> [Excerpted text]
— begin —
Simultaneously, there has been a push to make individuals responsible for their own financial retirement planning in an environment of greatly increased longevity, a declining number of employer pension plans and defined benefit pensions (Holzmann, 2013) and an increasingly complex financial services industry. These factors increase the need for individuals to seek professional financial advice. Despite the spread of the CFP designation and a growth in demand for professional financial advice, the CFP has not become an established profession yet.
Our research investigates the challenges the CFP credentialing professional bodies face in Australia, Canada and South Africa. Previous research on this topic has focused on only one country and looked more broadly at the financial services industry as a whole (Clarke, 2000; Cull, 2009; Richards et al., 2022b). Using in-depth interviews with participants working for or connected with the professional body and extensive documentary evidence, we focus on what jurisdiction these bodies are seeking to create for CFPs. Importantly, we elaborate on the shared barriers that inhibit, and shared enablers that could propagate, the professionalisation of financial planning in the three countries.
CFPs are situated in much broader industry structures. They are part of the financial advice industry, including more specific work like investment advice, portfolio management, insurance agents and consumer and mortgage lenders. The financial advice industry in turn is part of the much larger retail finance industry. Large banks, trust companies, insurance companies, investment management companies of various sorts and consumer and mortgage loan companies dominate retail finance (West, 2023). The great majority of CFPs work directly for these large companies or operate in smaller groups that are primarily agents for the financial products that these large companies sell. Only a few CFPs in each country offer exclusively comprehensive financial planning without selling any financial products. It is an inescapable part of a family’s financial plan that it will require specific products like mortgages, investments and insurance contracts to carry out the plan. The compensation for these products is not tied to the quality of any advice, but rather to commissions, employee salaries and bonuses and asset management fees. The conflict of interest is obvious, and it appears in our evidence.
The jurisdiction that CFPs want to own is the provision of comprehensive and holistic financial planning. However, this jurisdiction is not clear to those outside of financial planning, creating confusion. Barriers to creating a clear jurisdiction are the origin of financial planning as a sales-oriented occupation, remuneration models that do not suit professionalisation, a membership that cannot change to new ways of delivering financial planning, and counterclaims to the advancement of financial planning from other industry stakeholders. Despite this, some enablers of professionalisation exist. Regulators have an accepting attitude towards professionalising financial advice, technological advancement such as robo-advisors providing financial advice will edge out low-quality financial advice and the CFP bodies’ development of the knowledge base and educational standards supports their claim to professional status.
Overall, our research adds to the theory of professionalisation by showing a rich depiction of the struggles of a professional body trying to professionalise. We also make suggestions that CFP bodies should adopt to professionalise financial planning. These address the ethical issue of remuneration models by creating and researching alternatives, building a strong connection between research on financial planning and the CFP body of knowledge and adopting a strong client interest position by bodies themselves.
— end —
> [Complete the following]
1 > List every barrier to creating a clear jurisdiction for CFPs that the text on professionalising financial planning names.
2 > Pick up the text on professionalising financial planning after its last sentence and write the next passage.

[Saved data entries]
— begin —
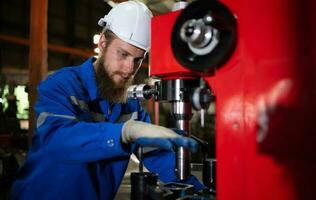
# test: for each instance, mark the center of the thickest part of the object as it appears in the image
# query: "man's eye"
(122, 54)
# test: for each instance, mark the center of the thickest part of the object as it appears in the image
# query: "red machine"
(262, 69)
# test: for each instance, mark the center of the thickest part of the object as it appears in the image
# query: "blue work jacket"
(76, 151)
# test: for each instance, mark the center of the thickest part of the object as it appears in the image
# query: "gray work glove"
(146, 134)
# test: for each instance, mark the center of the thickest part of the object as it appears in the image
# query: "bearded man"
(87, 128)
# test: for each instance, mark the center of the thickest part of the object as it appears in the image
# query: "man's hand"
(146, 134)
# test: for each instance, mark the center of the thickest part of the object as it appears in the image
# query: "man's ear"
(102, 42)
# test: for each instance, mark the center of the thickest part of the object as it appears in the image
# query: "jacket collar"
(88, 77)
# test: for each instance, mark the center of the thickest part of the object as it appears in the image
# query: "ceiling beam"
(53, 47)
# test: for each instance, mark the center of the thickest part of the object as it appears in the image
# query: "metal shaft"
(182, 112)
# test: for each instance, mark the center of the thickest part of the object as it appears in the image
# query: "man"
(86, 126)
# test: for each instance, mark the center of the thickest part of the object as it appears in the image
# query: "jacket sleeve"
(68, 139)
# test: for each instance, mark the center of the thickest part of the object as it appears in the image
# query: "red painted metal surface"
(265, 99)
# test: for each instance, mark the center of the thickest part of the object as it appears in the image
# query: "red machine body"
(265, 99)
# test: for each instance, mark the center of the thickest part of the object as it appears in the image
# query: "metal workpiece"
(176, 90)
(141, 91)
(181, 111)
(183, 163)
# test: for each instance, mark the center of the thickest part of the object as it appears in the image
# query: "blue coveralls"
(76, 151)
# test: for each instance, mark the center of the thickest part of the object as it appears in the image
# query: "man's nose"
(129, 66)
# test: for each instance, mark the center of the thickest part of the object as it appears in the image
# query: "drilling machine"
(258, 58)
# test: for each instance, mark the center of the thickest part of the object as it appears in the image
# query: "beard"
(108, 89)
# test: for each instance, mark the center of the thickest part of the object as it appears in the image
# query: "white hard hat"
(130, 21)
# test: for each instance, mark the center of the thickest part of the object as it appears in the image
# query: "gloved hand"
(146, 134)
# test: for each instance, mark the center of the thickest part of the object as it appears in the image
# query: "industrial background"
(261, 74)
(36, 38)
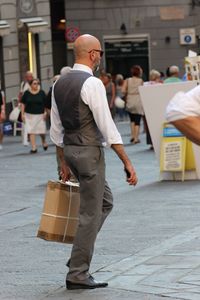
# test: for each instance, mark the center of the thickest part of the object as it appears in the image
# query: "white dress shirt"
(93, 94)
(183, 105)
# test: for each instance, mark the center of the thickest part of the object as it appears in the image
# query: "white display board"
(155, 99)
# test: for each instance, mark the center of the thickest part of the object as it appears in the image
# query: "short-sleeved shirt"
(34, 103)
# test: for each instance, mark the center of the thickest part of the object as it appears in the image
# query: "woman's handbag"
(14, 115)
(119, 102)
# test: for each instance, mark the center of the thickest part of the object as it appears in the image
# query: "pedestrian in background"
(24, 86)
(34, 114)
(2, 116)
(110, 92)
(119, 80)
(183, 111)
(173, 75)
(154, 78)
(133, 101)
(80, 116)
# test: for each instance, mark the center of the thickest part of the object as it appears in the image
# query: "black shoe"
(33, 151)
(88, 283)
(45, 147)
— end —
— begin —
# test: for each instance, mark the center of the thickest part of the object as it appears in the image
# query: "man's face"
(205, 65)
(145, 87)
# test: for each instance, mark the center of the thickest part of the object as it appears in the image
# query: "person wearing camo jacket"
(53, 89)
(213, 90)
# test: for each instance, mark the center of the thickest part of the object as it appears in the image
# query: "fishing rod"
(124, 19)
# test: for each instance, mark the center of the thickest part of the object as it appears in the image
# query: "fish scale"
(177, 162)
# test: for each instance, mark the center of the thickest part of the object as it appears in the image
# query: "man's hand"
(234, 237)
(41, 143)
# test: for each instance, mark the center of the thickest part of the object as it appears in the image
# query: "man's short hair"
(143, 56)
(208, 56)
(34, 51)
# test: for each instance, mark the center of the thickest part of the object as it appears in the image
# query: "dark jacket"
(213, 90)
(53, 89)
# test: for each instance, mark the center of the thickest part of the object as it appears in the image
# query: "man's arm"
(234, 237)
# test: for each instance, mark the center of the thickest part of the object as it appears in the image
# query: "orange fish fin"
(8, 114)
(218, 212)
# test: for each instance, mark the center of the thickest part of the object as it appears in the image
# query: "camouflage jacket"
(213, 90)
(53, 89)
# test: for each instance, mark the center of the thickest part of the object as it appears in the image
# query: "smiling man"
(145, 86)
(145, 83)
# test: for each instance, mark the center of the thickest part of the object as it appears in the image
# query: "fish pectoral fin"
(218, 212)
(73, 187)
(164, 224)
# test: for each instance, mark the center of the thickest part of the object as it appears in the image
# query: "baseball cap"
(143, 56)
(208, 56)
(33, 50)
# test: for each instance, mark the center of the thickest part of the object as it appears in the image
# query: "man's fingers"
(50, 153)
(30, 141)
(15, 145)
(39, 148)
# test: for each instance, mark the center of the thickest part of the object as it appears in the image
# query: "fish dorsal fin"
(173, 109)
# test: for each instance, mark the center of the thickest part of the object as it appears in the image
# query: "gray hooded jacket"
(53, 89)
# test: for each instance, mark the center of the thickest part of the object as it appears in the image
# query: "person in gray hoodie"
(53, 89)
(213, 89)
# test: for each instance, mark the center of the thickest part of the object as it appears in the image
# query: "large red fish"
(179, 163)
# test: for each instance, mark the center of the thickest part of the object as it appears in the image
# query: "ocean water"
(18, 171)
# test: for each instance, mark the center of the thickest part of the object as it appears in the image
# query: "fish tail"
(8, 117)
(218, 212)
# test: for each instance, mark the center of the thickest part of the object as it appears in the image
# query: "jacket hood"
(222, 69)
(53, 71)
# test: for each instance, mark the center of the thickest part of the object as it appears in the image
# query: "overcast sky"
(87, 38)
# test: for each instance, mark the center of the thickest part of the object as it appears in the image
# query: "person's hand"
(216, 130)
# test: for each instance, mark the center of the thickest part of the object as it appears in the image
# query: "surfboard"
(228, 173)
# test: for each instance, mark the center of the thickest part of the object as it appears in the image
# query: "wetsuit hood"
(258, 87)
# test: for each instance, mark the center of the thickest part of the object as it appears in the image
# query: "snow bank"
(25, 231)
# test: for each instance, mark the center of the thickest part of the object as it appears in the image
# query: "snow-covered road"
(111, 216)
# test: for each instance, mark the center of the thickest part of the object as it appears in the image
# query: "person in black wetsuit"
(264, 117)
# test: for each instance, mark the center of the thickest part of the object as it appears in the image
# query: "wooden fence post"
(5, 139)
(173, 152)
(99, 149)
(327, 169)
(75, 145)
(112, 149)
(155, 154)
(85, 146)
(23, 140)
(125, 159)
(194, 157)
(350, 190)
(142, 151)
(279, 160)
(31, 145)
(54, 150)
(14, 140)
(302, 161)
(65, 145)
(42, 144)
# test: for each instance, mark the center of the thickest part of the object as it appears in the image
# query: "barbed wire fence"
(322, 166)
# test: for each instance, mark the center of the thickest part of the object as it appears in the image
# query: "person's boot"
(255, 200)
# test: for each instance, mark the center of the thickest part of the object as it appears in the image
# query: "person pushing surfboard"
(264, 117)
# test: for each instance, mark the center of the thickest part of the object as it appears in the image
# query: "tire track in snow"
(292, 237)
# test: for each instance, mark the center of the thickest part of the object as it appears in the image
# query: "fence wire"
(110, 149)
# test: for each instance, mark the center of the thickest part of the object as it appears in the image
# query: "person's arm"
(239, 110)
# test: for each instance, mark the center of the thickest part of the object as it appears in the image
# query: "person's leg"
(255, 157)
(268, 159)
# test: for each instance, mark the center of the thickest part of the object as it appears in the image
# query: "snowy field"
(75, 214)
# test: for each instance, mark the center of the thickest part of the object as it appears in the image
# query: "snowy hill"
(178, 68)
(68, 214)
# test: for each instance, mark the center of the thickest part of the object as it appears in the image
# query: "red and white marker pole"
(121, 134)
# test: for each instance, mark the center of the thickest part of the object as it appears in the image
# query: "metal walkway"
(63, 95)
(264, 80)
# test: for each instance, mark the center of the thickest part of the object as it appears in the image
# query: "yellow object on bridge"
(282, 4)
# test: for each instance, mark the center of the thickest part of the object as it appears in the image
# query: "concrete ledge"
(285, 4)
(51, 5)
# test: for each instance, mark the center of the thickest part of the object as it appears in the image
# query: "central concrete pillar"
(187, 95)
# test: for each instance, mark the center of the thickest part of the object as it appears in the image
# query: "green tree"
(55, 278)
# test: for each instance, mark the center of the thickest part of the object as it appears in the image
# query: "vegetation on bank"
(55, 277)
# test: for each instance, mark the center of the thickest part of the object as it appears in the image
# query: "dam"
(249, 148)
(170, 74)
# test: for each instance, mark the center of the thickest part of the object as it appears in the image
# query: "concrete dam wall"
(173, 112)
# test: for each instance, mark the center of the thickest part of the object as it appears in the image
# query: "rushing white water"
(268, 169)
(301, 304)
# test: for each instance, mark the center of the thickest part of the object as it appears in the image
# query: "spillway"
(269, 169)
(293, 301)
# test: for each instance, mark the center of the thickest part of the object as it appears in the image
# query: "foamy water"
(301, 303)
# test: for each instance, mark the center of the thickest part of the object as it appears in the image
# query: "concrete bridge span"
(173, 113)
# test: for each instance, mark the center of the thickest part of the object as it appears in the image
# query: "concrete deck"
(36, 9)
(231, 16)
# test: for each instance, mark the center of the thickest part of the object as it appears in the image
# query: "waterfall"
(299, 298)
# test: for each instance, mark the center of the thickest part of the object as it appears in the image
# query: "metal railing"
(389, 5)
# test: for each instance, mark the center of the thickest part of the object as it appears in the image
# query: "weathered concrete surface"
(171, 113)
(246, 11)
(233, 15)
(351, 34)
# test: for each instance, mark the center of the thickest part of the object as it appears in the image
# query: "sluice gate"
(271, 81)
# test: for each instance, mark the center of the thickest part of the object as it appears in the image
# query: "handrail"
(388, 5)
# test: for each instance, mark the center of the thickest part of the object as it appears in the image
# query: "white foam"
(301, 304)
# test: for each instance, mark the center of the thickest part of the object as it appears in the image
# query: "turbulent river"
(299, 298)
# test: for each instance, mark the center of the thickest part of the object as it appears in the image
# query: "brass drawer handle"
— end —
> [Answers below]
1 >
- The origin of financial planning as a sales-oriented occupation
- Remuneration models that do not suit professionalisation
- A membership that cannot change to new ways of delivering financial planning
- Counterclaims to the advancement of financial planning from other industry stakeholders

2 >
2. Literature review
The literature review starts with definitions of financial planning and profession before explaining a theoretical lens to situate our evidence in this enquiry. Let us start with financial planning, which is defined as:
a disciplined, multi-step process of assessing a client’s current financial and personal circumstances against their future desired state and developing strategies that help the client meet their personal goals, needs and priorities in a way that aims to optimize the allocation of their resources. Financial planning considers the interrelationships among relevant financial planning areas in formulating appropriate strategies. Financial planning areas include financial management, investment planning, insurance and risk management, retirement planning, tax planning, estate planning and legal aspects (FP Canada Standards Council, 2022: 2).
While this definition is from Canada, it is indistinguishable from those in most countries. It emphasises the comprehensive nature of financial planning as distinct from more narrowly-defined retail financial services like selling investments and insurance, personal loans and tax return preparation.
Many authors have defined professions (Abbott, 1988; Larson, 1977; Willmott, 1986). However, we use Abbott’s (1988) definition: ‘. . . professions are exclusive occupational groups applying somewhat abstract knowledge to particular cases’ (p. 8). This definition accurately reflects the concept of a profession in our research as financial planning is an application of abstract knowledge to a person’s finances, and the professional bodies desire to have members providing these services exclusively. We combine both definitions together to focus specifically on the exclusive occupational group whose members provide holistic financial advice that meets personal goals, needs and priorities.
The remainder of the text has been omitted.